> **Work instruction**:
Report every line of the data where the string "patterned" appears.

> **Data for processing**:

== Segment start ==

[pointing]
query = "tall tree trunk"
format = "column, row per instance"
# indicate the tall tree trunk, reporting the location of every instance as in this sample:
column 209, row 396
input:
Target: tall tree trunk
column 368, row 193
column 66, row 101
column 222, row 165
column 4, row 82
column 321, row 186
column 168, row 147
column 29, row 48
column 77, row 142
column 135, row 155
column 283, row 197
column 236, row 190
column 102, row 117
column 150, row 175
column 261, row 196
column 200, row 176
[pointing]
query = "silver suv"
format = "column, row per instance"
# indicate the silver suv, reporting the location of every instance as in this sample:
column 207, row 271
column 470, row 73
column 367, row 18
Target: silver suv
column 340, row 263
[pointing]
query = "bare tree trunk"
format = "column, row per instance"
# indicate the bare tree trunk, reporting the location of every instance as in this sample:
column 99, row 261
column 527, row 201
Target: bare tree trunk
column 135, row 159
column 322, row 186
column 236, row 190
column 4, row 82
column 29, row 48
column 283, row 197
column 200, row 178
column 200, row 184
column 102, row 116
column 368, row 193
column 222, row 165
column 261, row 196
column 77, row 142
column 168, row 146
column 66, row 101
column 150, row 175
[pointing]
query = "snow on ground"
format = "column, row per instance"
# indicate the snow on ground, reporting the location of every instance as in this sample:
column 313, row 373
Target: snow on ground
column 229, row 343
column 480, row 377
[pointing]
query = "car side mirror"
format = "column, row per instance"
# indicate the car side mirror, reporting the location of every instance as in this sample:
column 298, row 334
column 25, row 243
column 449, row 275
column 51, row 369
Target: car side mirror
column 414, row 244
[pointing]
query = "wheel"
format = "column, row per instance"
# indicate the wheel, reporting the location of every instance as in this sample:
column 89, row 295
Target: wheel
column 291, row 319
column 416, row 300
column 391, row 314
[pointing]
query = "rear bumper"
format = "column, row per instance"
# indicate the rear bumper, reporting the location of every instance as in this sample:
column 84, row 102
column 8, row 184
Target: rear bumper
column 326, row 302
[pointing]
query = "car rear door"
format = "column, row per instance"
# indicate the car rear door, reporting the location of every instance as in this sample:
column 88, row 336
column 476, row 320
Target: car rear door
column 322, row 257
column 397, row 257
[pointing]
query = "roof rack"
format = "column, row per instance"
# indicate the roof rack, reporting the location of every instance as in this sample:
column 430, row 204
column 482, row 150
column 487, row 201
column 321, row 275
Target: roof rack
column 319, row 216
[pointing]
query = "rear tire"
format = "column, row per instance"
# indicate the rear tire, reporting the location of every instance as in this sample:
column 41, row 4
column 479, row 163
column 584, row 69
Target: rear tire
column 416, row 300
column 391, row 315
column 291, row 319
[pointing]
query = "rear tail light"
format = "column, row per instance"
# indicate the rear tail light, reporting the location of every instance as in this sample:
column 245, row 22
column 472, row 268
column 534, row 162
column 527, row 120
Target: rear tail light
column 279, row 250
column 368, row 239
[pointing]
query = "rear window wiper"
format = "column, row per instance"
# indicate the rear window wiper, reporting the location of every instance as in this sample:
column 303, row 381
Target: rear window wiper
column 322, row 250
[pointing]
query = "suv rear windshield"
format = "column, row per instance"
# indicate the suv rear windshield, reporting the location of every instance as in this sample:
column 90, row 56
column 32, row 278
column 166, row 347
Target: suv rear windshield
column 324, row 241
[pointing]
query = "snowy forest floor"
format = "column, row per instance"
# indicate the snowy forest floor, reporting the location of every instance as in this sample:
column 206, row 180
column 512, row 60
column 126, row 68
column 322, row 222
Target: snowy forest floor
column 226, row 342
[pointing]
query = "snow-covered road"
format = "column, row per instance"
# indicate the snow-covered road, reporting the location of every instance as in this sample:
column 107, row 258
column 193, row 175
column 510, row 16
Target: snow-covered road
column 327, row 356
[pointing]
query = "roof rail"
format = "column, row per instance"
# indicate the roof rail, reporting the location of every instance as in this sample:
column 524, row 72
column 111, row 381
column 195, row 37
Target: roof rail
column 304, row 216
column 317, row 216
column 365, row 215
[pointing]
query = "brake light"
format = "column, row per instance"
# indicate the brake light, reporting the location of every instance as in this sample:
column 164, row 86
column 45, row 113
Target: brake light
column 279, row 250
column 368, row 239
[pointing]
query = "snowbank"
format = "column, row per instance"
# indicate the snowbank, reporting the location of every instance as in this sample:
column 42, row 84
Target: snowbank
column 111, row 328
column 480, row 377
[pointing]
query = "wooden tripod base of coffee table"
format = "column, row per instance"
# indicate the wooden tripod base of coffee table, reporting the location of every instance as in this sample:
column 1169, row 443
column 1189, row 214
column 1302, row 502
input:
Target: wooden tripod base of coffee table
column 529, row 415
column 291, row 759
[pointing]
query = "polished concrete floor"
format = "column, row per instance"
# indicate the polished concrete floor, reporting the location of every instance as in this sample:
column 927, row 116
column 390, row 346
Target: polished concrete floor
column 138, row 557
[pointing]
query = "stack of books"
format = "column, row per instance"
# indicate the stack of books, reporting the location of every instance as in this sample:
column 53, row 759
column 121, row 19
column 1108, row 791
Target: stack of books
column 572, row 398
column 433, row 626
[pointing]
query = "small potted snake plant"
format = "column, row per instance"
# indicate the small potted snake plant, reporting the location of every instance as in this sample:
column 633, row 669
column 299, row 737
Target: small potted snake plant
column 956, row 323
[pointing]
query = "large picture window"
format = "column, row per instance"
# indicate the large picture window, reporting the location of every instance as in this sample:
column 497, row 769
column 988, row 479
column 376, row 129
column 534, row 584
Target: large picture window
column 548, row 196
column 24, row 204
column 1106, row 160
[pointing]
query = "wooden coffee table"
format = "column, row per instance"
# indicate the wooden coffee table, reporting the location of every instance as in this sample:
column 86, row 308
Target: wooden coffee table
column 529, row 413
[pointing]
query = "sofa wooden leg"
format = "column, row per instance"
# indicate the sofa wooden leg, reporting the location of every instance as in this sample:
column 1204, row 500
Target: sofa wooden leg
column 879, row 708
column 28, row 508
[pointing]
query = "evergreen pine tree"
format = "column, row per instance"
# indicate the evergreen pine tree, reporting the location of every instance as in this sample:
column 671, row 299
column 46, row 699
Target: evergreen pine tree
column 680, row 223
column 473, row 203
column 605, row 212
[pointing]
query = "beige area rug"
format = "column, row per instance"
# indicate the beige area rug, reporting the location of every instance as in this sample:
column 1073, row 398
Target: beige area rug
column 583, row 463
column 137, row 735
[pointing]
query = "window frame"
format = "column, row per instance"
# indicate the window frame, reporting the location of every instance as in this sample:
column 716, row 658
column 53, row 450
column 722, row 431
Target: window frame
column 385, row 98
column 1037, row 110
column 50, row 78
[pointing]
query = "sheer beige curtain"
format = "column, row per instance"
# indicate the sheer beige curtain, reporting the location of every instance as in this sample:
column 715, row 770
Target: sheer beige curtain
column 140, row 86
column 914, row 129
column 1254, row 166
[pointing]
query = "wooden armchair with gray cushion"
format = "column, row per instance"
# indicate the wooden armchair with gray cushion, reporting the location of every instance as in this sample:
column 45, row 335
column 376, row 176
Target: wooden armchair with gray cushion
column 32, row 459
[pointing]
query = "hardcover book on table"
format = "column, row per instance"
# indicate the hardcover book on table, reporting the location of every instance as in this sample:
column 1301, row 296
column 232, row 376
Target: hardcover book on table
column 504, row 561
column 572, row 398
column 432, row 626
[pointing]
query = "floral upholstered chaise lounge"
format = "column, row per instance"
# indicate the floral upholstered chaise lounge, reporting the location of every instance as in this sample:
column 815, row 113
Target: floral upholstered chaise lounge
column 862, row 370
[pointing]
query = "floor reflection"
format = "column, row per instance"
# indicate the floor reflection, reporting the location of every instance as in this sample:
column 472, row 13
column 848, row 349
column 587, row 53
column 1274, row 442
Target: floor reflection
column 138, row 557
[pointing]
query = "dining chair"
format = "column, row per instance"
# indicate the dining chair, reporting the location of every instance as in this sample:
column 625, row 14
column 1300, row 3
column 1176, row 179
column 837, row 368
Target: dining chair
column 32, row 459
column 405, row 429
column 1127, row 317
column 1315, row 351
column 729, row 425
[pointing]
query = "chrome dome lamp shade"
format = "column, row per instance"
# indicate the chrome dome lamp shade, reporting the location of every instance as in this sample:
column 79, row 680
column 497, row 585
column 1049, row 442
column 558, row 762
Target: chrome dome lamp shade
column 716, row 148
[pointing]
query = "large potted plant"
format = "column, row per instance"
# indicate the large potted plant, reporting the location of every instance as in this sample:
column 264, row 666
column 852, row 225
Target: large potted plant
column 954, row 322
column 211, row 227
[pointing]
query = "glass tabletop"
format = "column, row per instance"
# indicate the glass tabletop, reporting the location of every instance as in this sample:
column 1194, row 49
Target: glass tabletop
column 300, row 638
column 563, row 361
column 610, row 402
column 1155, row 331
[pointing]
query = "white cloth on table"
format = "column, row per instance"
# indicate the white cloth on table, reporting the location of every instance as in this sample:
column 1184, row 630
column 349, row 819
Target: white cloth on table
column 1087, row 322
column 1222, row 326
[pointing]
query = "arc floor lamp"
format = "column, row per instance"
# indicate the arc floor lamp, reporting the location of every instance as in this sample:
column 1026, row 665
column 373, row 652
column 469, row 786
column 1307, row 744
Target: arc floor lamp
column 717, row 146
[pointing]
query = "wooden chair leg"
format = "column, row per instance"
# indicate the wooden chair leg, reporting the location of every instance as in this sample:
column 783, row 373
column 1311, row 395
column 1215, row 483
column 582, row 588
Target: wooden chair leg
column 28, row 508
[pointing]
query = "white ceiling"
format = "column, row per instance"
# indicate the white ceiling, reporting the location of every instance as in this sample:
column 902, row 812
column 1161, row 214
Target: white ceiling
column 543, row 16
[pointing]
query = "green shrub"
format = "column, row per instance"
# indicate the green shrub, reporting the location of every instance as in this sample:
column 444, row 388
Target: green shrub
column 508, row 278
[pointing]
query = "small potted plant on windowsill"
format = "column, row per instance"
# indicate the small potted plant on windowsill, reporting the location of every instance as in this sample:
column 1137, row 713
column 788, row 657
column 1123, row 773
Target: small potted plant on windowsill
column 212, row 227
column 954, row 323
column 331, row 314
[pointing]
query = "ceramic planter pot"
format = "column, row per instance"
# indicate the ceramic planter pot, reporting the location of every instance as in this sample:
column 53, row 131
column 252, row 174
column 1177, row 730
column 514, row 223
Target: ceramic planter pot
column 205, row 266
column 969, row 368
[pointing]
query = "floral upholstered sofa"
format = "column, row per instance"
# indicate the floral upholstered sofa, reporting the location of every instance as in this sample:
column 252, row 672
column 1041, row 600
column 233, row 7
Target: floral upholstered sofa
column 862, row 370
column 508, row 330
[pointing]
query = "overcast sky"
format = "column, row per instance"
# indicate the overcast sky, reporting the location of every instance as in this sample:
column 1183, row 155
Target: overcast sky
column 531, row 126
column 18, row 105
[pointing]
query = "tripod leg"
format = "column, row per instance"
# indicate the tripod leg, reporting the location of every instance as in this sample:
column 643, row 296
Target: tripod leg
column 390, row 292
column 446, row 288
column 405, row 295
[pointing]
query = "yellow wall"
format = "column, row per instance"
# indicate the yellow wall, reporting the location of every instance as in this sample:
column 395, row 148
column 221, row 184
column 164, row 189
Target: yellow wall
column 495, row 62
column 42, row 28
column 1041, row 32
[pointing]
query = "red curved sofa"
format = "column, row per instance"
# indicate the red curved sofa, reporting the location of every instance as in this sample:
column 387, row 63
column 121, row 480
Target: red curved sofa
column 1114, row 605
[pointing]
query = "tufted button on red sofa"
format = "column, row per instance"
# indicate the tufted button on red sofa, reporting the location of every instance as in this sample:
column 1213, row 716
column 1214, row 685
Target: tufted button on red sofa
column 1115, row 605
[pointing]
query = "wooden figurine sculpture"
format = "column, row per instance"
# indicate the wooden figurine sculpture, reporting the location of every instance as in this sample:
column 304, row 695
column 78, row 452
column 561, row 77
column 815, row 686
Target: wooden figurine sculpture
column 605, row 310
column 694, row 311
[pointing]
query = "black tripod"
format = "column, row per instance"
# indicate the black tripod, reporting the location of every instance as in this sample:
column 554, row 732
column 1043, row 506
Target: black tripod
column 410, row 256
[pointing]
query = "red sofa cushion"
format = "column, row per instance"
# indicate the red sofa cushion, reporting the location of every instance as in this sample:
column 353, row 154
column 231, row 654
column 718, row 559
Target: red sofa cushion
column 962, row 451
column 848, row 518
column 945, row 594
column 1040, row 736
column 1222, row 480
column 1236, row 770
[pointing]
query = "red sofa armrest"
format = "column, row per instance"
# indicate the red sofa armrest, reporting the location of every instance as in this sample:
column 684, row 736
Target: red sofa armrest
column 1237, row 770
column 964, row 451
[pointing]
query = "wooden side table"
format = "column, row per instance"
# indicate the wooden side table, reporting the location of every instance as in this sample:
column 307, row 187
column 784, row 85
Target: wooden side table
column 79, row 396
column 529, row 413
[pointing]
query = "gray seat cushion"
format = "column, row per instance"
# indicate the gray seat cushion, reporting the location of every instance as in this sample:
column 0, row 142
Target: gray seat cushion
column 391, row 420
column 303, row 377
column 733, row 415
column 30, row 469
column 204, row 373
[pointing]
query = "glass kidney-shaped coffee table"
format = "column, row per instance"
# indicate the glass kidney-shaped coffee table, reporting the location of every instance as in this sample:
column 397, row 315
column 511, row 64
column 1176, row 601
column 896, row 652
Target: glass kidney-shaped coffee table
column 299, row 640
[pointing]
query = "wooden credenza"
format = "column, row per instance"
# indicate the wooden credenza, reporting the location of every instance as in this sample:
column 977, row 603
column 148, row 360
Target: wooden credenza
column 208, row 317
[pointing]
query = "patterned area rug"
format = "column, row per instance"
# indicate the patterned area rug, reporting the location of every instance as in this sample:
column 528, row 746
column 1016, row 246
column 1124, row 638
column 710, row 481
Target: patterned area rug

== Segment end ==

> **Worked solution**:
query = "patterned area rug"
# indicate the patterned area rug, reporting the location of every instance as in this sample:
Target: patterned area rug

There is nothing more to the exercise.